- [YOUR TASK] Reproduce every line of the data below without altering a single character.

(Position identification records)
____
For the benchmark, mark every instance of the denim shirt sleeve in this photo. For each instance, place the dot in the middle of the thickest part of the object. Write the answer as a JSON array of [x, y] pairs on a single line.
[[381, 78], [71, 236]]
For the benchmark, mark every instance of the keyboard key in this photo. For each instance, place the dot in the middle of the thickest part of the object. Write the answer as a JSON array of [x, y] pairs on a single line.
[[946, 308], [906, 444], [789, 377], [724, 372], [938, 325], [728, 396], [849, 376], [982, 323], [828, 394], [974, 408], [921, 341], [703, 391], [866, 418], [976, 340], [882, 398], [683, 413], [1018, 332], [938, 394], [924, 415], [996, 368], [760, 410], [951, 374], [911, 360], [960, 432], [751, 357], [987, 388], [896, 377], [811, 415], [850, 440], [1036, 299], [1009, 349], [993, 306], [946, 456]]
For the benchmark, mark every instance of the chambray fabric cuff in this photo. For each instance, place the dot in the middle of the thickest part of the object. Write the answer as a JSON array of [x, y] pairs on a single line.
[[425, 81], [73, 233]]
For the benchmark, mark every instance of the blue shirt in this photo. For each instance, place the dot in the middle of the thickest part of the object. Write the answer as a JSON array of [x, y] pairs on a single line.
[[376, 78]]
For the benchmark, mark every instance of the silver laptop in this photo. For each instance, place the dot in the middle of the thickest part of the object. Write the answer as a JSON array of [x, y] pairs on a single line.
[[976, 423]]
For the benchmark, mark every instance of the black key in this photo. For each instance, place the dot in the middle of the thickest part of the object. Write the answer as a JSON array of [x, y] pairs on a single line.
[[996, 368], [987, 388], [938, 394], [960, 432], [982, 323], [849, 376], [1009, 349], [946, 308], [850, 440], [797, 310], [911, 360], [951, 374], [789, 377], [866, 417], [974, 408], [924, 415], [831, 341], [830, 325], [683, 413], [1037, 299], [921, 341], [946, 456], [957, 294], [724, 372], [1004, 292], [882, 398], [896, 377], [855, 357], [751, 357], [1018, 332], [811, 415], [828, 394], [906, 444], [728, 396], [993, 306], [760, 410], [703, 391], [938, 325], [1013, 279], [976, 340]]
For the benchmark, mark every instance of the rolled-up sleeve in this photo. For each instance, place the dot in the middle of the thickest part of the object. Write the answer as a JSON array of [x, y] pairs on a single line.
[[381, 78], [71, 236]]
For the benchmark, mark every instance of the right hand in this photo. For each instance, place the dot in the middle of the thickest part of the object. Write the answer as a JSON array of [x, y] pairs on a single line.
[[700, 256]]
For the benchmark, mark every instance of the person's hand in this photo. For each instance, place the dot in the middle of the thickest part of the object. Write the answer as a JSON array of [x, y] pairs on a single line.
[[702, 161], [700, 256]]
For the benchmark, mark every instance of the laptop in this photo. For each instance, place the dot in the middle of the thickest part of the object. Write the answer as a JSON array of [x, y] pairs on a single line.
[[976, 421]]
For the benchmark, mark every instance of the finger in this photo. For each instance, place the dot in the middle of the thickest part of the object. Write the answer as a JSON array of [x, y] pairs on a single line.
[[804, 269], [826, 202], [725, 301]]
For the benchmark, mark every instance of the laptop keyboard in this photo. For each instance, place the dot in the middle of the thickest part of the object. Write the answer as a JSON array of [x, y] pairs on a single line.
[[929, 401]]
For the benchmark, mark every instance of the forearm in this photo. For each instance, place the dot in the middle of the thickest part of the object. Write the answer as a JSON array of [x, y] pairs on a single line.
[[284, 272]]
____
- [REPLY]
For the benchmark, mark every instance of the denim shirt sleeve in this photo. For each instance, place the dot in the middle of the thickest part of the object. Write the answer as a JSON array of [x, y] pairs on a single line.
[[381, 78], [71, 236]]
For the benchmark, mark every instance of the keyboard key in this photo. For each instance, place the dot in the middle of the thickest part of the object. Write the answer as a JSON array of [x, y] pairs on a single line.
[[946, 308], [906, 444], [789, 377], [724, 372], [938, 325], [728, 396], [849, 376], [982, 323], [828, 394], [974, 408], [921, 341], [703, 391], [866, 418], [976, 340], [882, 398], [683, 413], [1018, 332], [938, 394], [924, 415], [996, 368], [760, 410], [951, 374], [911, 360], [960, 432], [751, 357], [987, 388], [896, 377], [811, 415], [850, 440], [1036, 299], [1009, 349], [993, 306], [946, 456]]
For the benchmark, mark every instance of the chambray fabric cuff in this photo. For each instance, place the dot in the middle of the thickest part of the object. Write the answer as a JSON array of [x, y] pairs on a single line.
[[425, 81], [73, 233]]
For the benchmark, mark every instance of the blue shirt in this photo. For each instance, place the dot in the middle of the thickest part of the object. Write the answer as a JSON array of [x, y] pairs on a single line.
[[376, 78]]
For the benchmark, mark every instance of the silver laptop in this photo. For each instance, place the dot in the middle of the thickest part of the object. Write the answer as a JSON array of [x, y] pairs on a single line.
[[976, 423]]
For the benchmark, mark every instance of the black key in this photo. For each instance, place the dot in the middle of the thickest part of the object. Write the answer as a JSON array of [x, y] pairs on a single line.
[[996, 368], [987, 388], [938, 394], [960, 432], [982, 323], [849, 376], [1009, 349], [946, 308], [850, 440], [797, 310], [911, 360], [951, 374], [789, 377], [866, 417], [974, 408], [924, 415], [831, 341], [830, 325], [683, 413], [1037, 299], [921, 341], [946, 456], [957, 294], [724, 372], [1004, 292], [882, 398], [896, 377], [855, 357], [751, 357], [1018, 332], [811, 415], [828, 394], [906, 444], [728, 396], [993, 306], [760, 410], [703, 391], [938, 325], [1013, 279], [976, 340]]
For the benchmark, mark every instance of the rolled-up sleeve in this photo. For each instance, place the dot in the middle of the thickest part of the object. Write the answer as a JSON array of [x, y] pairs on a single line.
[[381, 78], [71, 236]]
For the benchmark, mark every instance of the right hand in this photo. For each instance, place the dot in the middle of the thickest part of the object. Write the answer as a JSON array of [x, y] pairs on a single line.
[[700, 256]]
For the benchmark, mark every instance of the person's hand in this photo. For each instance, place the dot in the middle of the thickest part of the object. Write the answer as a JSON array of [x, y] pairs on a single line.
[[702, 161], [700, 256]]
For the benchmark, mark every instance of the laptop in this photo. For each instance, place the dot in the middle of the thickest part of the object. Write the answer as a JSON array of [x, y] pairs on a single line.
[[976, 421]]
For the benchmark, mark every instance of the finger in this photo. For each instance, place the dot in the middle of the thickest part of the object. Write the answer as a JSON array of [x, y] pairs on a single line.
[[804, 269], [826, 202], [725, 301]]
For the benchmark, mark every instance of the laptop keyboard in this photo. For each instance, place the dot in the middle of the thickest part of the object. Write the answer as a JSON array of [x, y] pairs on a single line.
[[929, 401]]
For the benchmark, mark every instance of the forearm in this photo. For each instance, place the dot in the middle of the thickest part of the object. Write the answer as a JSON array of [x, y] pairs on a single line.
[[284, 272]]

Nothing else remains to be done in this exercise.